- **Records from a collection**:

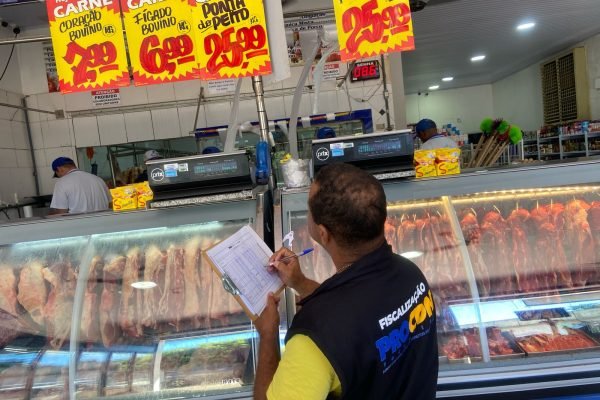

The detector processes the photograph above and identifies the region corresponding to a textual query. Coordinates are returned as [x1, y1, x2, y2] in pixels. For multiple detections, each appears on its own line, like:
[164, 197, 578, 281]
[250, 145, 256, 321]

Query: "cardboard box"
[435, 149, 460, 176]
[414, 150, 437, 178]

- **SHORT PROBLEM**: Reproduce all of these lines, requests included, adding 66 to every coordinate in the answers. Omit the pictures.

- **FINISHED EXERCISE**:
The detector processes the photograph above and identifies the region corresponding to a textual query. Coordinates are returned as [x1, y1, x2, y2] in pixels. For multiple detections, each appears on its own line, like:
[164, 197, 578, 281]
[250, 145, 256, 321]

Query: "cardboard box"
[501, 215, 526, 242]
[480, 216, 503, 244]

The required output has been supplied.